# PROBLEM
Apart from the images, output the data below exactly.

# STUDY MATERIAL
• • • • • • •

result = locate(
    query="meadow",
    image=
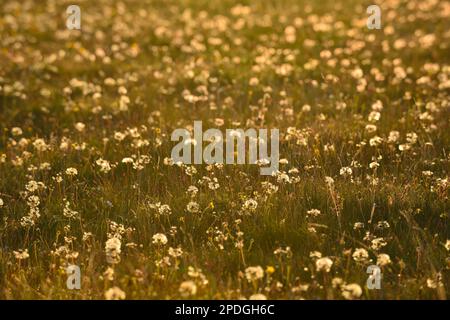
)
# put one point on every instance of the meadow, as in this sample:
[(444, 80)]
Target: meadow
[(86, 177)]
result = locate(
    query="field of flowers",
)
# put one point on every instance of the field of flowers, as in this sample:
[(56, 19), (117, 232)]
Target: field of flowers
[(86, 177)]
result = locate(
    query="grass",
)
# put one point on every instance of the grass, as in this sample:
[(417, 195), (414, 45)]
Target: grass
[(63, 104)]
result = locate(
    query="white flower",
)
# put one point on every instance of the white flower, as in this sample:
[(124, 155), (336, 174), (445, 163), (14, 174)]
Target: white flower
[(188, 288), (313, 212), (113, 249), (324, 264), (79, 126), (345, 171), (360, 255), (159, 238), (351, 291), (447, 244), (104, 165), (254, 273), (21, 254), (71, 171), (193, 207), (383, 259)]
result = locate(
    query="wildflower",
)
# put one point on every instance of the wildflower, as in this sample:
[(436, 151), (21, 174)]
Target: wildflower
[(113, 250), (114, 293), (71, 171), (188, 288), (104, 165), (447, 245), (21, 254), (16, 131), (324, 264), (250, 205), (313, 212), (383, 259), (109, 274), (394, 136), (159, 239), (345, 171), (351, 291), (270, 270), (360, 255), (79, 126), (254, 273), (193, 207)]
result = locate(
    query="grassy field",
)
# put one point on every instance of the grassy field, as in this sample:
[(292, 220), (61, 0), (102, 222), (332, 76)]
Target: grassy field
[(85, 123)]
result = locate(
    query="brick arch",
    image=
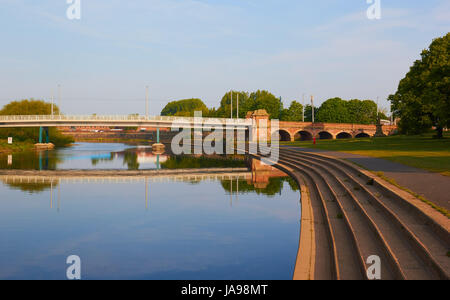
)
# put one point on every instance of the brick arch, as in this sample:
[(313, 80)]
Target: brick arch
[(344, 135), (283, 134), (303, 135), (325, 135), (362, 135)]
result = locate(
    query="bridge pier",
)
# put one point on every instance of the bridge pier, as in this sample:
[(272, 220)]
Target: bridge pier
[(43, 130)]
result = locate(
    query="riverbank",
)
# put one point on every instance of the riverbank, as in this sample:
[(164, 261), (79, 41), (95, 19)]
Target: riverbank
[(15, 147), (419, 151)]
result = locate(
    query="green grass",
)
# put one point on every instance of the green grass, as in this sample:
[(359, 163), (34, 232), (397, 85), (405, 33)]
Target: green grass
[(420, 151), (15, 147)]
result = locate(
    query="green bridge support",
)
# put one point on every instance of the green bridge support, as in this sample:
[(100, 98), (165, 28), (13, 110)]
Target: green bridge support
[(43, 130)]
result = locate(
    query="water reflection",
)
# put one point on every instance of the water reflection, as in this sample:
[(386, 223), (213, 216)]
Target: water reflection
[(148, 229), (112, 156), (240, 223)]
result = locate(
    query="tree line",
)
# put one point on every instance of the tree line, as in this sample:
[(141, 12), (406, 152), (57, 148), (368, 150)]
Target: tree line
[(31, 135), (335, 110), (422, 100)]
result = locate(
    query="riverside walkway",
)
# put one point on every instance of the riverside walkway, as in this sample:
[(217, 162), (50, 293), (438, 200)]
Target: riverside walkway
[(432, 186), (349, 215)]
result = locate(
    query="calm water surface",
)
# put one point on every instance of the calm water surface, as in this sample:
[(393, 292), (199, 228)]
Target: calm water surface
[(181, 230)]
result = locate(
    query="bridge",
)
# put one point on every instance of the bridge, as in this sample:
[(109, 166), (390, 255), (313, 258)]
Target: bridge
[(254, 123), (294, 131)]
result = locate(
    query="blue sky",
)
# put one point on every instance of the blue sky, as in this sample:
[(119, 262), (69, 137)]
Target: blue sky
[(203, 48)]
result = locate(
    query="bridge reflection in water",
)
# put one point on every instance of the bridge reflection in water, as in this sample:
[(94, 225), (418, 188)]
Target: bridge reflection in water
[(257, 176)]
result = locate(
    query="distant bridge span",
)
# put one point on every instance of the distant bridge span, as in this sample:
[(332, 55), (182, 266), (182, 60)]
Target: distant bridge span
[(120, 121), (287, 131)]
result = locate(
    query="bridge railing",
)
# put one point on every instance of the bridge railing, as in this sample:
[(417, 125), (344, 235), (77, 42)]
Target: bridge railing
[(113, 118)]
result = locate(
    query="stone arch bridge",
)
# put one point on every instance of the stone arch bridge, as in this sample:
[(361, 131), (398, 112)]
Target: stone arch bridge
[(299, 131)]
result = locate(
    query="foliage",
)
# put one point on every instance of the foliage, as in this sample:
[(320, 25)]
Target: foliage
[(224, 111), (202, 162), (266, 100), (274, 187), (294, 113), (418, 151), (32, 107), (422, 98), (185, 108)]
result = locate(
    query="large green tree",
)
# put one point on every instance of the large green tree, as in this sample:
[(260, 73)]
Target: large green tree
[(333, 110), (32, 107), (185, 108), (294, 113), (266, 100), (422, 98), (361, 112), (224, 110)]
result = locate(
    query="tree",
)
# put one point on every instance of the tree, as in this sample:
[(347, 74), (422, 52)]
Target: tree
[(32, 107), (294, 113), (265, 100), (308, 113), (333, 110), (361, 112), (422, 98), (224, 110), (185, 108)]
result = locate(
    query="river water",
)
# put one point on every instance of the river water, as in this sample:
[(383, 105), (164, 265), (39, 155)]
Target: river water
[(145, 228)]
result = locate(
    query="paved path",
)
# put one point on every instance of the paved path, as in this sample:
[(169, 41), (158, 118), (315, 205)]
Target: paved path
[(433, 186)]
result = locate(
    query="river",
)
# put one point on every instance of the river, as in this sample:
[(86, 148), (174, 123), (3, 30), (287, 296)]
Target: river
[(145, 228)]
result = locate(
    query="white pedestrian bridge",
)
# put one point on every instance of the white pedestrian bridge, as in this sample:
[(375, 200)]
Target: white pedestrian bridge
[(11, 121)]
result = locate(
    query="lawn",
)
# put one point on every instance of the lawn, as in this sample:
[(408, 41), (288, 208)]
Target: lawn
[(421, 151), (15, 147)]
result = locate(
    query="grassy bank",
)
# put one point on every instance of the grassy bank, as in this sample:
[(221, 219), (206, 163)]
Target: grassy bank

• • • • • • •

# RESPONSE
result = locate(
    query="meadow",
    image=
)
# put one point on every instance of the meadow, as in this sample:
[(444, 80)]
Target: meadow
[(86, 177)]
result = locate(
    query="field of flowers",
)
# put one point on every instance of the field of flowers, as in this sample:
[(56, 19), (117, 232)]
Target: field of flowers
[(86, 177)]
result = locate(
    query="grass",
)
# put one point on every instance of the grass, as in this sample:
[(417, 195), (414, 45)]
Target: grass
[(63, 104)]
result = locate(
    query="white flower",
)
# put one point on every instance of the white flower, as in this sample:
[(124, 155), (336, 174), (445, 163), (14, 174)]
Target: white flower
[(188, 288), (313, 212), (113, 249), (324, 264), (79, 126), (345, 171), (360, 255), (159, 238), (351, 291), (447, 244), (104, 165), (254, 273), (21, 254), (71, 171), (193, 207), (383, 259)]
result = locate(
    query="wildflower",
)
# put one point on every instance of the wildflower, as in this sample:
[(436, 151), (21, 174)]
Target: wildflower
[(113, 250), (114, 293), (71, 171), (188, 288), (104, 165), (447, 245), (21, 254), (16, 131), (324, 264), (250, 205), (313, 212), (383, 259), (109, 274), (394, 136), (159, 239), (345, 171), (351, 291), (270, 270), (360, 255), (79, 126), (254, 273), (193, 207)]
result = locate(
    query="grassy field",
)
# put one point on every instance of the grassy field, as in this sample:
[(292, 220), (61, 0), (102, 222), (332, 76)]
Target: grassy field
[(85, 123)]
result = locate(
    query="brick arch",
    image=
)
# put one point on every instance of the brick arch, as in this sample:
[(313, 80)]
Target: brick arch
[(344, 135), (283, 134), (303, 135), (325, 135), (362, 135)]
result = locate(
    query="bridge pier",
)
# put one point on every instance of the bridge pier, as in this sample:
[(272, 220)]
Target: bridge pier
[(43, 130)]
result = locate(
    query="riverbank",
)
# put one point on every instance of the riverbank, as in this sample:
[(164, 261), (79, 41), (95, 19)]
Target: riverbank
[(15, 147), (419, 151)]
result = locate(
    query="green grass",
)
# put one point on every instance of the green grass, as in this sample:
[(359, 163), (34, 232), (397, 85), (405, 33)]
Target: green grass
[(420, 151), (15, 147)]
result = locate(
    query="green bridge support",
)
# put one point on every instance of the green bridge support, as in this sample:
[(100, 98), (165, 28), (13, 110)]
Target: green bridge support
[(43, 130)]
result = locate(
    query="water reflection",
)
# put one point on every instance of the water reflection, as in this sample:
[(386, 223), (213, 216)]
Target: water reflection
[(148, 229), (112, 156), (240, 223)]
result = locate(
    query="tree line",
)
# put one point on every instance of the tree line, as in this sample:
[(141, 12), (406, 152), (57, 148), (368, 150)]
Target: tree line
[(31, 135), (335, 110), (422, 100)]
result = locate(
    query="riverside walkway",
)
# put one point on every instance of the riverside walkway, as in this sample:
[(217, 162), (50, 293), (438, 200)]
Target: riverside walkway
[(432, 186), (349, 215)]
result = locate(
    query="calm water surface",
)
# put one point on every instance of the calm water surface, as in this sample:
[(393, 292), (199, 228)]
Target: calm water surface
[(181, 230)]
result = locate(
    query="bridge",
)
# put one point on every instance of the bridge, as in this sample:
[(109, 166), (390, 255), (313, 258)]
Target: bridge
[(254, 123), (294, 131)]
result = locate(
    query="blue sky",
)
# put one point on every instance of the blue sky, as in this sample:
[(119, 262), (69, 137)]
Target: blue sky
[(203, 48)]
result = locate(
    query="bridge reflection in water",
)
# put one point on every instance of the bridge reflection in water, as in this sample:
[(94, 225), (418, 188)]
Target: bridge reflection in water
[(257, 176)]
result = locate(
    query="distant bridge span",
)
# put one point on every instance of the distant bridge span, as in this sample:
[(332, 55), (182, 266), (182, 60)]
Target: distant bridge span
[(120, 121), (287, 131)]
result = locate(
    query="bridge railing",
)
# put one point on every instance of the bridge railing, as in this sample:
[(417, 125), (344, 235), (77, 42)]
Target: bridge railing
[(113, 118)]
result = locate(
    query="stone arch bridge",
)
# put one point on every instance of the stone arch bridge, as in this sample:
[(361, 131), (398, 112)]
Target: stone arch bridge
[(299, 131)]
result = locate(
    query="foliage",
)
# put one point on every instance of the foliage, as in this sample:
[(320, 25)]
Target: foliage
[(224, 111), (202, 162), (266, 100), (274, 187), (294, 113), (418, 151), (32, 107), (422, 98), (185, 108)]
result = locate(
    query="large green tree",
)
# put one point on every instance of the large green tree, as in this sample:
[(260, 73)]
Target: large green tree
[(333, 110), (32, 107), (185, 108), (294, 113), (266, 100), (422, 98), (361, 112), (224, 110)]
result = locate(
    query="tree",
)
# put one point on every instance of the tree, as in this sample:
[(347, 74), (422, 52)]
Target: tree
[(32, 107), (294, 113), (265, 100), (308, 113), (333, 110), (361, 112), (422, 98), (224, 110), (185, 108)]
result = locate(
    query="river water",
)
# put one point on every instance of the river water, as in this sample:
[(383, 105), (164, 265), (39, 155)]
Target: river water
[(145, 228)]
result = locate(
    query="paved path",
)
# put one point on every instance of the paved path, as in this sample:
[(169, 41), (158, 118), (315, 205)]
Target: paved path
[(433, 186)]
result = locate(
    query="river",
)
# put one point on every instance of the river, as in this sample:
[(86, 148), (174, 123), (3, 30), (287, 296)]
Target: river
[(145, 228)]
result = locate(
    query="white pedestrian bridge",
)
# put one point on every instance of the white pedestrian bridge, as in this sample:
[(375, 200)]
Target: white pedestrian bridge
[(11, 121)]
result = locate(
    query="lawn",
)
# put one point on every instance of the lawn, as in this sample:
[(408, 41), (288, 208)]
Target: lawn
[(421, 151), (15, 147)]
result = locate(
    query="grassy bank",
)
# put one point on every instance of the grassy bank, as in this sample:
[(221, 219), (206, 163)]
Target: grassy bank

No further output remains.